→ AUSZUG:
Sector Leader Technology

Rechenzentren gelten bislang nicht als Pioniere in Bezug auf Dekarbonisierung und Klimaschutz. Arcadis-Experte Stephan Maly erklärt im Interview, warum sich ihr schlechter Ruf schon in naher Zukunft disruptiv verändern könnte.

Frage: Stephan, Rechenzentren standen in der Vergangenheit nicht im Ruf, die Speerspitze bei der Entwicklung industrieller Net Zero Technologien zu bilden. Wie ist die Branche heute positioniert in diesem Kontext?

Antwort: Das ist in der „historischen“ Perspektive sicher richtig. Man muss dabei natürlich den unglaublichen Wachstumsdruck in der Vergangenheit in Rechnung stellen. Die Nachfrage nach cloudbasierten Rechenkapazitäten ist exponentiell gestiegen und weder der private Streamer noch der professionelle Colocation-Kunde wollte und will auf diese IT-Ressourcen verzichten. Was den heutigen Status quo angeht, kann ich mir aktuell kaum einen Sektor vorstellen mit vergleichbarer Transformationsdynamik in Bezug auf Energieeffizienz, Carbon Footprints und Nachhaltigkeitsbilanzen. Net Zero Data Center sind ein absolutes Top-Thema in der Branche, an dem niemand vorbeikommt.

→ BEREITGESTELLTE DATEN:

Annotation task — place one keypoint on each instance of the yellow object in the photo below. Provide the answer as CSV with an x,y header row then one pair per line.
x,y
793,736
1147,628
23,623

→ ARBEITSANWEISUNGEN:
- A) Gib die Datensätze erneut wieder und tausche dabei „yellow“ gegen „red“ aus, ohne sonst etwas zu verändern.
- B) Schreibe das Interview über Rechenzentren und Klimaschutz im Anschluss an seinen letzten Satz weiter.
Die Datensätze stehen in keinem Zusammenhang mit dem Interview über Rechenzentren.

→ LÖSUNGEN:
- A)
Annotation task — place one keypoint on each instance of the red object in the photo below. Provide the answer as CSV with an x,y header row then one pair per line.
x,y
793,736
1147,628
23,623

- B)
Frage: Was bedeutet das konkret? Kannst du uns Beispiele aus der Praxis skizzieren?

Antwort: Die Projekte, an denen unsere Teams beteiligt sind, lassen sich grob in drei Kategorien bzw. Zeitskalen einteilen. Da wären erstens die visionären Greenfield-Konzepte, in denen alles integriert wird, was intelligente Gebäude- und Anlagentechnik und -steuerung in absehbarer Zukunft möglich machen, kombiniert mit multifunktionalen Nutzungskombinationen, die sich energetisch ergänzen. Die zweite Kategorie sind neue Data Center mit einem Realisierungshorizont von wenigen Jahren, deren Effizienz mit der intelligenten Implementierung von Standardtechnologien und energetischer Vernetzung optimiert wird. Die dritte Kategorie ist die Effizienz-Optimierung von Bestands-Rechenzentren, die bereits in Betrieb sind. Auch hier offenbaren sich noch erstaunliche Optimierungspotenziale, die manchmal unterschätzt werden.

Frage: Fangen wir mit der „visionären“ Klasse an. Was ist da konkret in der Entwicklungspipeline?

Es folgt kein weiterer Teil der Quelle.